[start of Provided data]

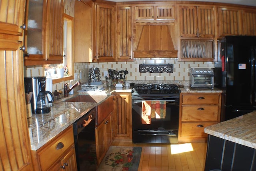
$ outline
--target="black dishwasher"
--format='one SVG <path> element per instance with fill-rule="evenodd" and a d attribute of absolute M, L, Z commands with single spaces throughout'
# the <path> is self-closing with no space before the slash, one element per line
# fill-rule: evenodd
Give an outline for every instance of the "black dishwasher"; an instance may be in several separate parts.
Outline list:
<path fill-rule="evenodd" d="M 73 124 L 78 171 L 96 171 L 95 116 L 93 108 Z"/>

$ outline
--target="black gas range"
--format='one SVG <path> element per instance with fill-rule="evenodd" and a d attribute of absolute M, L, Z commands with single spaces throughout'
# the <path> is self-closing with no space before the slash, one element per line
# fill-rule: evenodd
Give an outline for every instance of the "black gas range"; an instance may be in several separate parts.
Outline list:
<path fill-rule="evenodd" d="M 176 99 L 179 100 L 180 90 L 174 84 L 136 84 L 132 90 L 133 99 Z"/>
<path fill-rule="evenodd" d="M 174 84 L 137 84 L 132 92 L 133 142 L 178 143 L 180 92 L 178 86 Z M 150 123 L 145 124 L 142 111 L 145 101 L 163 102 L 165 117 L 150 117 Z"/>

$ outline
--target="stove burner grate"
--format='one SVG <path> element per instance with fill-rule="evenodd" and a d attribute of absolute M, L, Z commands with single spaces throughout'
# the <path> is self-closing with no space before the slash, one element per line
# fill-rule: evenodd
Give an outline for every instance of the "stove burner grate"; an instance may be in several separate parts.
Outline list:
<path fill-rule="evenodd" d="M 174 84 L 137 84 L 133 92 L 140 94 L 174 94 L 179 93 L 178 86 Z"/>

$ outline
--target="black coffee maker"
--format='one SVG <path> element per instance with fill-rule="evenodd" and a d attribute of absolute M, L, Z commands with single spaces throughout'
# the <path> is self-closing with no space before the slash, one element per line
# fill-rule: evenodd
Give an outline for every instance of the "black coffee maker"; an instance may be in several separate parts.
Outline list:
<path fill-rule="evenodd" d="M 33 92 L 30 101 L 32 113 L 43 114 L 50 112 L 50 103 L 53 102 L 54 98 L 52 93 L 45 91 L 45 77 L 25 78 L 24 83 L 25 93 Z M 51 99 L 50 100 L 49 97 Z"/>

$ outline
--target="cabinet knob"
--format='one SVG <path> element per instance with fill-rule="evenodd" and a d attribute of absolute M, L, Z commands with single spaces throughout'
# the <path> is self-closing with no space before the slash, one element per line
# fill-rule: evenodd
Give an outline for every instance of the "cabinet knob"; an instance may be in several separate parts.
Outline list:
<path fill-rule="evenodd" d="M 60 168 L 63 169 L 63 170 L 64 170 L 66 169 L 66 167 L 65 167 L 65 166 L 60 166 Z"/>
<path fill-rule="evenodd" d="M 204 125 L 196 125 L 197 127 L 204 127 Z"/>
<path fill-rule="evenodd" d="M 22 50 L 22 51 L 24 52 L 26 50 L 26 47 L 25 46 L 23 46 L 22 47 L 20 48 L 20 50 Z"/>
<path fill-rule="evenodd" d="M 56 146 L 56 149 L 58 150 L 58 149 L 62 149 L 64 147 L 64 144 L 63 144 L 63 143 L 61 142 L 60 142 L 59 143 L 58 143 L 57 146 Z"/>
<path fill-rule="evenodd" d="M 24 54 L 23 54 L 23 58 L 25 57 L 29 57 L 29 54 L 28 53 L 24 53 Z"/>
<path fill-rule="evenodd" d="M 204 97 L 199 97 L 198 98 L 198 99 L 204 99 Z"/>
<path fill-rule="evenodd" d="M 26 29 L 26 24 L 23 24 L 23 25 L 22 25 L 22 26 L 20 26 L 20 28 L 22 28 L 23 30 Z"/>

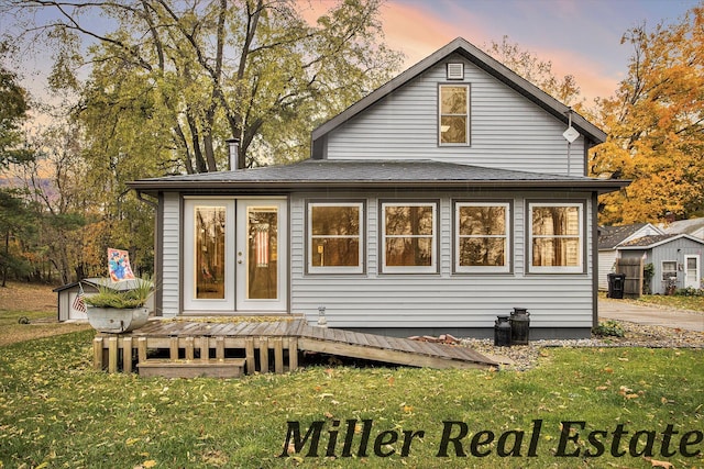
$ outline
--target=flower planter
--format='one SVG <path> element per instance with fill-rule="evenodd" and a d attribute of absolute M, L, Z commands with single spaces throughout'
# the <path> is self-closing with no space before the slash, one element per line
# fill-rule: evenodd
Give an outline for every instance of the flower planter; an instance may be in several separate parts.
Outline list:
<path fill-rule="evenodd" d="M 150 319 L 145 306 L 132 309 L 88 306 L 88 322 L 99 332 L 121 334 L 142 327 Z"/>

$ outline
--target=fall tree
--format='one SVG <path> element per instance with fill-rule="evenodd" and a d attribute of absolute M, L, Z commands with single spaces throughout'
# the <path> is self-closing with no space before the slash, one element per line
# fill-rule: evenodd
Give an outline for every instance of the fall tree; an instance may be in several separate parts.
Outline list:
<path fill-rule="evenodd" d="M 704 5 L 674 25 L 629 30 L 628 76 L 600 101 L 606 143 L 591 155 L 594 176 L 630 179 L 601 198 L 601 222 L 657 222 L 704 215 Z"/>
<path fill-rule="evenodd" d="M 227 169 L 229 137 L 241 142 L 240 168 L 300 159 L 315 123 L 391 78 L 400 58 L 381 41 L 381 0 L 331 2 L 315 25 L 293 0 L 10 3 L 58 16 L 31 29 L 54 42 L 52 86 L 80 94 L 91 154 L 130 158 L 153 142 L 156 167 L 141 176 Z M 89 22 L 98 15 L 109 31 Z M 81 38 L 94 41 L 86 57 Z M 128 127 L 141 131 L 130 142 Z"/>

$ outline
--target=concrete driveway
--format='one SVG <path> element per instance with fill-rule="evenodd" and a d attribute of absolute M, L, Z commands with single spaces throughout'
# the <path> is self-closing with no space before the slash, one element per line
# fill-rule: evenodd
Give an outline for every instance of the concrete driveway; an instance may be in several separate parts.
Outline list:
<path fill-rule="evenodd" d="M 600 320 L 622 320 L 638 324 L 704 332 L 704 312 L 641 306 L 622 300 L 600 299 L 598 317 Z"/>

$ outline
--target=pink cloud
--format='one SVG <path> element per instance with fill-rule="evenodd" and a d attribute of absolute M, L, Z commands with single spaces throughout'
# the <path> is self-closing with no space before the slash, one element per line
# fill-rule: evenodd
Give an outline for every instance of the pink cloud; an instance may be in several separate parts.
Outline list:
<path fill-rule="evenodd" d="M 422 60 L 455 37 L 464 37 L 480 48 L 486 48 L 492 42 L 501 42 L 506 34 L 514 41 L 510 32 L 491 29 L 480 14 L 468 9 L 466 3 L 436 0 L 427 3 L 406 3 L 391 0 L 381 10 L 381 20 L 386 44 L 405 54 L 403 68 Z M 442 15 L 438 7 L 443 7 Z M 316 20 L 328 11 L 333 3 L 328 0 L 299 0 L 304 18 L 315 24 Z M 574 14 L 573 2 L 554 2 L 564 14 Z M 526 15 L 535 11 L 522 12 Z M 448 20 L 451 19 L 451 21 Z M 596 97 L 606 98 L 614 93 L 620 78 L 608 76 L 603 64 L 564 48 L 531 47 L 519 44 L 541 60 L 552 62 L 552 71 L 558 77 L 573 75 L 587 103 Z"/>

[end of Provided data]

To do
Write out each entry exactly as given, omitting any picture.

Written reply
$ outline
--target="black dishwasher"
--format='one SVG <path> element per instance with fill-rule="evenodd" and a d attribute of absolute M, L, Z commands with single spaces throughout'
# the <path> is self-closing with no space before the slash, one element per line
# fill-rule: evenodd
Give an outline for every instance of the "black dishwasher"; an instance may be in several separate parts.
Outline list:
<path fill-rule="evenodd" d="M 73 124 L 78 171 L 96 171 L 95 116 L 93 108 Z"/>

$ outline
--target="black gas range"
--format='one SVG <path> element per instance with fill-rule="evenodd" and a d attribute of absolute M, L, Z commands with single spaces throughout'
# the <path> is self-closing with no space before the slash, one element per line
# fill-rule: evenodd
Give an outline for every instance of the "black gas range"; an instance may be in several separate parts.
Outline list:
<path fill-rule="evenodd" d="M 176 99 L 179 100 L 180 90 L 174 84 L 136 84 L 132 90 L 133 99 Z"/>
<path fill-rule="evenodd" d="M 174 84 L 137 84 L 132 92 L 133 142 L 178 143 L 180 92 L 178 86 Z M 150 123 L 145 124 L 142 111 L 145 101 L 163 102 L 165 117 L 150 117 Z"/>

$ outline
--target="stove burner grate"
--format='one SVG <path> element per instance with fill-rule="evenodd" and a d attribute of absolute M, L, Z commands with single spaces throughout'
# the <path> is self-closing with no space before the slash, one element per line
# fill-rule: evenodd
Give an outline for every instance of the "stove burner grate"; an instance may be in several separate parts.
Outline list:
<path fill-rule="evenodd" d="M 174 84 L 137 84 L 133 92 L 140 94 L 174 94 L 179 93 L 178 86 Z"/>

$ outline
--target="black coffee maker"
--format='one SVG <path> element per instance with fill-rule="evenodd" and a d attribute of absolute M, L, Z commands with single spaces throughout'
# the <path> is self-closing with no space before the slash, one element per line
# fill-rule: evenodd
Give an outline for every instance of the "black coffee maker"; an instance may be in several separate parts.
Outline list:
<path fill-rule="evenodd" d="M 33 92 L 30 101 L 32 113 L 43 114 L 50 112 L 50 103 L 53 102 L 54 98 L 52 93 L 45 91 L 45 77 L 25 78 L 24 83 L 25 93 Z M 51 99 L 50 100 L 49 97 Z"/>

$ outline
--target="cabinet knob"
--format='one SVG <path> element per instance with fill-rule="evenodd" and a d attribute of absolute M, L, Z commands with single spaces throughout'
# the <path> is self-closing with no space before the slash, one element per line
# fill-rule: evenodd
Give an outline for every instance of the "cabinet knob"; an instance may be in several separate parts.
Outline list:
<path fill-rule="evenodd" d="M 60 168 L 63 169 L 63 170 L 64 170 L 66 169 L 66 167 L 65 167 L 65 166 L 60 166 Z"/>
<path fill-rule="evenodd" d="M 204 125 L 196 125 L 197 127 L 204 127 Z"/>
<path fill-rule="evenodd" d="M 22 50 L 22 51 L 24 52 L 26 50 L 26 47 L 25 46 L 23 46 L 22 47 L 20 48 L 20 50 Z"/>
<path fill-rule="evenodd" d="M 56 146 L 56 149 L 58 150 L 58 149 L 62 149 L 64 147 L 64 144 L 63 144 L 63 143 L 61 142 L 60 142 L 59 143 L 58 143 L 57 146 Z"/>
<path fill-rule="evenodd" d="M 24 54 L 23 54 L 23 58 L 25 57 L 29 57 L 29 54 L 28 53 L 24 53 Z"/>
<path fill-rule="evenodd" d="M 204 97 L 199 97 L 198 98 L 198 99 L 204 99 Z"/>
<path fill-rule="evenodd" d="M 26 29 L 26 24 L 23 24 L 23 25 L 22 25 L 22 26 L 20 26 L 20 28 L 22 28 L 23 30 Z"/>

$ outline
--target=flower planter
--format='one SVG <path> element per instance with fill-rule="evenodd" and a d attribute of absolute M, L, Z commands with single spaces throughout'
# the <path> is self-closing with no space before the slash, one element per line
# fill-rule: evenodd
Give an outline for every instance of the flower planter; an instance may be in several separate parts.
Outline list:
<path fill-rule="evenodd" d="M 150 319 L 145 306 L 132 309 L 88 306 L 88 322 L 99 332 L 121 334 L 142 327 Z"/>

$ outline
--target=fall tree
--format='one SVG <path> element per instance with fill-rule="evenodd" and a d attribute of absolute M, L, Z commands with single spaces throughout'
# the <path> is self-closing with no space before the slash, one element per line
# fill-rule: evenodd
Give an outline for every instance of the fall tree; an instance may be in several separate parts.
Outline list:
<path fill-rule="evenodd" d="M 704 5 L 674 25 L 629 30 L 628 76 L 600 101 L 606 143 L 591 155 L 594 176 L 630 179 L 601 198 L 601 222 L 657 222 L 704 215 Z"/>
<path fill-rule="evenodd" d="M 227 169 L 229 137 L 241 142 L 240 168 L 300 159 L 315 123 L 391 78 L 400 58 L 381 41 L 381 0 L 331 2 L 315 25 L 293 0 L 10 3 L 58 16 L 31 29 L 54 42 L 52 86 L 80 94 L 91 154 L 130 158 L 153 142 L 156 167 L 141 176 Z M 89 22 L 98 15 L 109 31 Z M 81 38 L 94 41 L 86 57 Z M 128 127 L 141 131 L 130 142 Z"/>

$ outline
--target=concrete driveway
--format='one SVG <path> element per instance with fill-rule="evenodd" and a d attribute of absolute M, L, Z commands with single spaces throughout'
# the <path> is self-closing with no space before the slash, one element per line
# fill-rule: evenodd
Give an outline for every instance of the concrete driveway; an instance may be in several separate parts.
Outline list:
<path fill-rule="evenodd" d="M 600 320 L 622 320 L 638 324 L 704 332 L 704 312 L 641 306 L 622 300 L 600 299 L 598 317 Z"/>

$ outline
--target=pink cloud
--format='one SVG <path> element per instance with fill-rule="evenodd" and a d attribute of absolute M, L, Z commands with single spaces throughout'
# the <path> is self-closing with no space before the slash, one element per line
# fill-rule: evenodd
Give an outline for every instance of the pink cloud; an instance may be in several separate parts.
Outline list:
<path fill-rule="evenodd" d="M 422 60 L 455 37 L 464 37 L 480 48 L 486 48 L 492 42 L 501 42 L 506 34 L 514 41 L 510 32 L 491 29 L 480 14 L 468 9 L 466 3 L 436 0 L 427 3 L 406 3 L 391 0 L 381 10 L 381 20 L 386 44 L 405 54 L 403 68 Z M 442 15 L 438 7 L 443 7 Z M 316 20 L 328 11 L 333 3 L 328 0 L 299 0 L 304 18 L 315 24 Z M 574 14 L 573 2 L 554 2 L 564 14 Z M 526 15 L 535 11 L 522 12 Z M 448 20 L 451 19 L 451 21 Z M 596 97 L 606 98 L 614 93 L 620 78 L 608 76 L 603 64 L 564 48 L 531 47 L 519 44 L 541 60 L 552 62 L 552 71 L 558 77 L 573 75 L 587 103 Z"/>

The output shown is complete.